TASK OBJECTIVE
Reproduce every record precisely, leaving no line out.

DATA TO PROCESS
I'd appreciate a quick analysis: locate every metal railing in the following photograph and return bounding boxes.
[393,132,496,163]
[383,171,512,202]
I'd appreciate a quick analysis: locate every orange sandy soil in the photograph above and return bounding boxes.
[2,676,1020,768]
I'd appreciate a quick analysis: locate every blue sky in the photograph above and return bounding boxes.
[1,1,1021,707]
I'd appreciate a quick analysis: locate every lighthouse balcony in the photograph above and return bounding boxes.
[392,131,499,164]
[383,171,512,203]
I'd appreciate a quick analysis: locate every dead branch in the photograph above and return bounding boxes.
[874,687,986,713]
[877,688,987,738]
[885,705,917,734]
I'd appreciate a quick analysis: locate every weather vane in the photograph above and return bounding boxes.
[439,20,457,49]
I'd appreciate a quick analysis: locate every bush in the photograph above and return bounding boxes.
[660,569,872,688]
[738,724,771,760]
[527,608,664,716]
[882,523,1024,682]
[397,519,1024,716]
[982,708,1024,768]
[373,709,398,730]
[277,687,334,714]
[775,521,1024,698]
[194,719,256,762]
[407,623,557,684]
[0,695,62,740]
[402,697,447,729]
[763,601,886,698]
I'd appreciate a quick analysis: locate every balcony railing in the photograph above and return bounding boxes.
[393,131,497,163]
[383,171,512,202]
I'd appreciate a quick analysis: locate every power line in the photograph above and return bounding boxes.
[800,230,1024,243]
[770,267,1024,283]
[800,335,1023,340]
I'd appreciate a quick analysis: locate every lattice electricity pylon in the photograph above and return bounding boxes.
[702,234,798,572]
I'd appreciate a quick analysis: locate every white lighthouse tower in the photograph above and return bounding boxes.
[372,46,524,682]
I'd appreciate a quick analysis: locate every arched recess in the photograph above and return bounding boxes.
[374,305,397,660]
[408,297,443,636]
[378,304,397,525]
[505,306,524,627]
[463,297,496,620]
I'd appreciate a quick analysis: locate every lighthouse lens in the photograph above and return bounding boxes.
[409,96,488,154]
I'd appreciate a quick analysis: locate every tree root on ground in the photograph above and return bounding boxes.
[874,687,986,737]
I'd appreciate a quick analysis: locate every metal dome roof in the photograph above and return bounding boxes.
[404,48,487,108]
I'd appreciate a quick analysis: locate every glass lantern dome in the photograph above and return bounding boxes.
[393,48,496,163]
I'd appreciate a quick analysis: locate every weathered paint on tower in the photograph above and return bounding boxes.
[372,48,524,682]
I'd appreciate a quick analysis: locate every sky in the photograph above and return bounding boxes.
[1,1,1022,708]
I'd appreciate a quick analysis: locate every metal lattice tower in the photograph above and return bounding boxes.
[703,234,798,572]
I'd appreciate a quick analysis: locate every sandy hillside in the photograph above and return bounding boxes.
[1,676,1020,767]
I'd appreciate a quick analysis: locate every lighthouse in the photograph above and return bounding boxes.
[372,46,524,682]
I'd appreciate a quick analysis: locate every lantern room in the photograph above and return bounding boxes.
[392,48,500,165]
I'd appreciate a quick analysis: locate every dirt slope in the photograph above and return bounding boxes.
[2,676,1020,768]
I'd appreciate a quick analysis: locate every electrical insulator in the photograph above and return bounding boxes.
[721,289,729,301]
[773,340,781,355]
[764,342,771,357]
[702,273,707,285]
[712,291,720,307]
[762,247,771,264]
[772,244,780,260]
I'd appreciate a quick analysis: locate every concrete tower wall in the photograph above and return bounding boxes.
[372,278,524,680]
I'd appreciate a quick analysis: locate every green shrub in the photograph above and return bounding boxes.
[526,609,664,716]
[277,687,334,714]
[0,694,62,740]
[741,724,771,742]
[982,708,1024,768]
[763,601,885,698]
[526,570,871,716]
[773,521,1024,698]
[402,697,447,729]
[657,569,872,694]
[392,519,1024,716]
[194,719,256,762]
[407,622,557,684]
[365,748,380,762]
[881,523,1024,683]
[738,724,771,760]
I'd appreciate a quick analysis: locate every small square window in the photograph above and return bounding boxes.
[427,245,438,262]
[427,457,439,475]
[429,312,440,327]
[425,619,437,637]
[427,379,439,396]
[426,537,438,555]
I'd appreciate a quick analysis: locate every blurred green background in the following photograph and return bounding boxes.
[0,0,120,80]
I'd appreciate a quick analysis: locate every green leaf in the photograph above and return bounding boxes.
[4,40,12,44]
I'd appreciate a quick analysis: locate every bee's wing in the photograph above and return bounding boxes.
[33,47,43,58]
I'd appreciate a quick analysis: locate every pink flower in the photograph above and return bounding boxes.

EXERCISE ANSWER
I'd appreciate a quick analysis: locate every metal railing in the following photograph and return bounding boxes.
[393,132,496,163]
[383,171,512,202]
I'd appreciate a quick analysis: locate every orange sandy soil in the photograph above and return bounding boxes.
[2,676,1020,768]
I'd appreciate a quick analysis: locate every blue sky in the photograph above and return bounding boxes.
[1,1,1021,707]
I'd appreciate a quick analysis: locate every lighthouse balcony in the photograph above and return bounding boxes.
[392,131,499,164]
[383,171,512,203]
I'd appreciate a quick analysis: locate every dead branch in the photograph above and return bounding boxes.
[874,687,986,713]
[877,688,987,738]
[885,705,917,734]
I'd appreciate a quick analysis: locate every weather vane in the photograph above and return bounding boxes.
[439,20,457,49]
I'd appreciate a quick analysis: locate every bush in the photograph above and return bounding boxes.
[660,569,872,688]
[738,724,771,760]
[527,608,664,716]
[882,523,1024,682]
[397,519,1024,716]
[982,708,1024,768]
[373,709,398,730]
[277,687,334,714]
[775,521,1024,698]
[194,719,256,762]
[407,623,557,684]
[0,695,62,740]
[402,697,447,729]
[763,601,886,698]
I'd appreciate a quick analysis: locate every balcony railing in the photograph above and return bounding boxes.
[393,131,497,163]
[383,171,512,202]
I'd appreciate a quick analysis: locate every power line in the photograph above and return bounding boxes.
[800,230,1024,243]
[770,267,1024,283]
[800,335,1023,340]
I'd appreciate a quick analysis: locate every lattice electricity pylon in the photograph above and return bounding boxes.
[702,234,798,572]
I'd appreciate a quick analysis: locate every white lighthouse tower in the photograph above and return bounding boxes.
[372,46,524,682]
I'd appreciate a quick analysis: locate every arched recess in the photograph above and return bounding boxes.
[374,305,397,660]
[408,297,443,636]
[378,304,397,525]
[505,306,524,627]
[463,297,496,620]
I'd appreciate a quick analysis: locate every lighthouse lens in the photograph above and return bounding boxes.
[409,96,488,154]
I'd appreciate a quick analysis: locate every tree root on ground in the photograph above and return bounding boxes.
[874,687,986,737]
I'd appreciate a quick analysis: locate every metal dome roof in the photograph above and return bounding boxes.
[404,48,487,108]
I'd appreciate a quick analysis: locate every glass lantern dome in the photograph above and return bounding boxes.
[393,48,496,163]
I'd appreciate a quick analysis: locate every weathered paint on tower in the photograph above and return bounding boxes.
[372,48,524,682]
I'd appreciate a quick analysis: locate every sky in the photograph above and return bounding boxes.
[1,1,1022,708]
I'd appreciate a quick analysis: locate every metal lattice tower in the photograph above and return bounding boxes.
[703,234,798,572]
I'd appreciate a quick analysis: locate every sandy hillside in the photograph above and return bounding boxes.
[1,676,1020,767]
I'd appreciate a quick analysis: locate every lighthouse in the photograph above and return bounding boxes.
[372,46,524,682]
I'd appreciate a quick analysis: locate every lantern room in the photograph above and return bounding boxes.
[392,48,500,165]
I'd appreciate a quick analysis: locate every dirt slope in the photograph above and return bounding boxes.
[2,676,1020,768]
I'd appreciate a quick analysis: locate every electrical insulator in the photograph above and return bounding boxes.
[721,289,729,301]
[773,340,781,355]
[764,342,771,357]
[702,273,707,285]
[712,291,720,307]
[762,247,771,264]
[772,244,780,260]
I'd appreciate a quick analysis: locate every concrete tower wall in the photograph above and return bounding boxes.
[372,278,524,680]
I'd appreciate a quick analysis: locate every green shrub in the photograph above and return bounding boxes.
[526,609,664,716]
[277,687,334,714]
[0,694,62,740]
[741,724,771,742]
[982,708,1024,768]
[763,601,885,698]
[526,570,871,716]
[773,521,1024,698]
[402,697,447,729]
[657,569,872,694]
[392,519,1024,716]
[194,719,256,762]
[407,622,557,684]
[365,748,380,762]
[881,523,1024,683]
[738,724,771,760]
I'd appreciate a quick analysis: locate every small square window in the photograph above and return bounding boxes.
[427,245,438,262]
[427,457,439,475]
[429,312,440,327]
[425,619,437,637]
[427,379,439,396]
[426,537,438,555]
I'd appreciate a quick analysis: locate every blurred green background in the following photograph and return bounding boxes.
[0,0,120,80]
I'd appreciate a quick analysis: locate every green leaf in the photograph above and return bounding boxes.
[4,40,12,44]
I'd appreciate a quick analysis: locate every bee's wing in the photograph above and return bounding boxes.
[33,47,43,58]
I'd appreciate a quick analysis: locate every pink flower in the photograph above and return bounding boxes.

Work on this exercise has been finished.